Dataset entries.

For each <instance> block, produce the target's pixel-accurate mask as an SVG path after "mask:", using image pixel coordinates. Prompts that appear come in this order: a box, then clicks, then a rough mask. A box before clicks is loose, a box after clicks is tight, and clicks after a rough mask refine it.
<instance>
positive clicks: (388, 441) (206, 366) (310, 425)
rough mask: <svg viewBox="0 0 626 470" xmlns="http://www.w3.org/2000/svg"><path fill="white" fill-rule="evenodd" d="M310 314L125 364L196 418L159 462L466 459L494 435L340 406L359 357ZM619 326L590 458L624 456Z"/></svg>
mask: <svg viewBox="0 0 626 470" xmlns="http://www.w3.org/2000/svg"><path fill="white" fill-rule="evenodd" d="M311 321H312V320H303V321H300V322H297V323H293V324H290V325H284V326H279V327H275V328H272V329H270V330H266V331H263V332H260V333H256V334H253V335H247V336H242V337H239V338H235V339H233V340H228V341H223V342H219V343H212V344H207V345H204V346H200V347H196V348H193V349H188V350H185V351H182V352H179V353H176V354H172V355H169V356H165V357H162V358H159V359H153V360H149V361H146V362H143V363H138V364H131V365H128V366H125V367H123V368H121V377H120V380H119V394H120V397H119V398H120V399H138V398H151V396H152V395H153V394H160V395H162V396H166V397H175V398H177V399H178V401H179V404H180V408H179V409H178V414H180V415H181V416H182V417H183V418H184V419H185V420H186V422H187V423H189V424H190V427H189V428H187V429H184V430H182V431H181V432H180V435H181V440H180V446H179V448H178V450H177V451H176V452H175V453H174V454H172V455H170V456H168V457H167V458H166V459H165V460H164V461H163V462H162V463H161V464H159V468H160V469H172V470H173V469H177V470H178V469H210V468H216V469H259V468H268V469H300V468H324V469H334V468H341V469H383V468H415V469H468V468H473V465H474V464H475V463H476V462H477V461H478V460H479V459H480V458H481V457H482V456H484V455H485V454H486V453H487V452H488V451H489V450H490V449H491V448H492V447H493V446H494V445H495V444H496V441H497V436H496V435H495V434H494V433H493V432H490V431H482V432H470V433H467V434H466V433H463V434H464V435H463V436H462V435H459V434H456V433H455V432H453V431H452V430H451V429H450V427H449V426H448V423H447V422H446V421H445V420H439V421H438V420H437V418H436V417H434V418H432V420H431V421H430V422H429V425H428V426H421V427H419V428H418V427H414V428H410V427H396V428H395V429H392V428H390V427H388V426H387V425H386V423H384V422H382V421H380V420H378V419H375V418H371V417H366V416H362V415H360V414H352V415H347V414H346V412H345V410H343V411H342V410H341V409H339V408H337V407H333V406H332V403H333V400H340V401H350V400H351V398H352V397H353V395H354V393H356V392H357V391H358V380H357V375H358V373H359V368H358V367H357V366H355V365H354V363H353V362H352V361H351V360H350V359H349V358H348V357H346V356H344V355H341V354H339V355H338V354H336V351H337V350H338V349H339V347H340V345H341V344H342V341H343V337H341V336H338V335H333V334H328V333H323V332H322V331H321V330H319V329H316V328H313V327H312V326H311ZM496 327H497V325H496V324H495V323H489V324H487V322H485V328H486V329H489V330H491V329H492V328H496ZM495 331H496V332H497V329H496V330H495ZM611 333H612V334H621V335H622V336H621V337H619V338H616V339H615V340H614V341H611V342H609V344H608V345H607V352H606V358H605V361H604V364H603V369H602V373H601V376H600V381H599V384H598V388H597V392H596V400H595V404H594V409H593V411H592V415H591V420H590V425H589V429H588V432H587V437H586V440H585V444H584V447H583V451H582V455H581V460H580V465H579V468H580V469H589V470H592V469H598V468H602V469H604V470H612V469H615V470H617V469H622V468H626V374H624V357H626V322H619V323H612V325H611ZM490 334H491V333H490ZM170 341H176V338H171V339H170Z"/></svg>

ABOUT THIS TASK. Copy the data above character for character, leaving nothing out.

ANSWER TO THIS TASK.
For each <instance> block, produce the target's pixel-accurate mask as an SVG path after "mask:", using image pixel coordinates. Prompts that appear come in this order: a box, then clicks, then a rough mask. A box before clicks is loose, a box after clicks is tight, and clicks after a rough mask refine it.
<instance>
positive clicks: (388, 441) (206, 366) (310, 425)
rough mask: <svg viewBox="0 0 626 470" xmlns="http://www.w3.org/2000/svg"><path fill="white" fill-rule="evenodd" d="M310 314L125 364L196 418L159 462L466 459L494 435L340 406L359 357ZM619 326L590 458L624 456Z"/></svg>
mask: <svg viewBox="0 0 626 470" xmlns="http://www.w3.org/2000/svg"><path fill="white" fill-rule="evenodd" d="M311 321H312V320H303V321H300V322H297V323H293V324H290V325H284V326H279V327H275V328H272V329H270V330H266V331H263V332H260V333H256V334H253V335H247V336H242V337H239V338H235V339H233V340H228V341H223V342H219V343H212V344H207V345H204V346H200V347H196V348H193V349H188V350H185V351H182V352H179V353H176V354H172V355H169V356H165V357H162V358H159V359H153V360H149V361H146V362H143V363H138V364H131V365H128V366H125V367H123V368H121V377H120V380H119V394H120V397H119V398H120V399H138V398H151V396H152V395H153V394H160V395H162V396H166V397H175V398H177V399H178V401H179V404H180V408H179V409H178V414H180V415H181V416H182V417H183V418H184V419H185V420H186V422H187V423H189V424H190V427H189V428H187V429H184V430H182V431H181V432H180V435H181V440H180V446H179V448H178V450H177V451H176V452H175V453H174V454H172V455H170V456H168V457H167V458H166V459H165V460H164V461H163V462H162V463H161V464H159V468H160V469H172V470H173V469H177V470H178V469H210V468H216V469H259V468H268V469H300V468H324V469H334V468H341V469H383V468H415V469H468V468H473V465H474V464H475V463H476V462H477V461H478V460H479V459H480V458H481V457H482V456H484V455H485V454H486V453H487V452H488V451H489V450H490V449H491V448H492V447H493V446H494V445H495V444H496V441H497V436H496V435H495V434H494V433H493V432H490V431H482V432H470V433H467V434H466V433H463V434H464V435H463V436H462V435H459V434H456V433H455V432H453V431H452V430H451V429H450V427H449V426H448V423H447V422H446V421H445V420H439V421H438V420H437V418H436V417H434V418H432V420H431V421H430V422H429V425H428V426H421V427H419V428H418V427H414V428H410V427H396V428H395V429H392V428H390V427H388V426H387V425H386V423H384V422H382V421H380V420H378V419H375V418H371V417H366V416H362V415H360V414H352V415H347V414H346V412H345V410H343V411H342V410H341V409H339V408H337V407H333V406H332V403H333V400H340V401H350V400H351V398H352V397H353V395H354V393H356V392H357V391H358V380H357V375H358V373H359V368H358V367H357V366H355V365H354V363H353V362H352V361H351V360H350V359H349V358H348V357H346V356H344V355H341V354H339V355H338V354H336V351H337V350H338V349H339V347H340V345H341V344H342V341H343V337H341V336H338V335H333V334H328V333H323V332H322V331H321V330H319V329H316V328H313V327H312V326H311ZM496 327H497V325H496V324H495V323H489V324H487V322H485V328H486V329H489V330H491V329H492V328H496ZM495 331H496V332H497V329H496V330H495ZM611 333H612V334H621V335H622V336H621V337H619V338H616V339H615V340H614V341H611V342H609V344H608V345H607V352H606V358H605V361H604V364H603V369H602V373H601V376H600V381H599V384H598V388H597V392H596V400H595V404H594V409H593V411H592V415H591V420H590V425H589V429H588V432H587V437H586V440H585V444H584V447H583V451H582V455H581V460H580V465H579V468H580V469H589V470H592V469H598V468H602V469H604V470H612V469H615V470H617V469H622V468H626V374H624V357H626V322H619V323H612V325H611ZM490 334H491V333H490ZM170 341H176V338H171V339H170Z"/></svg>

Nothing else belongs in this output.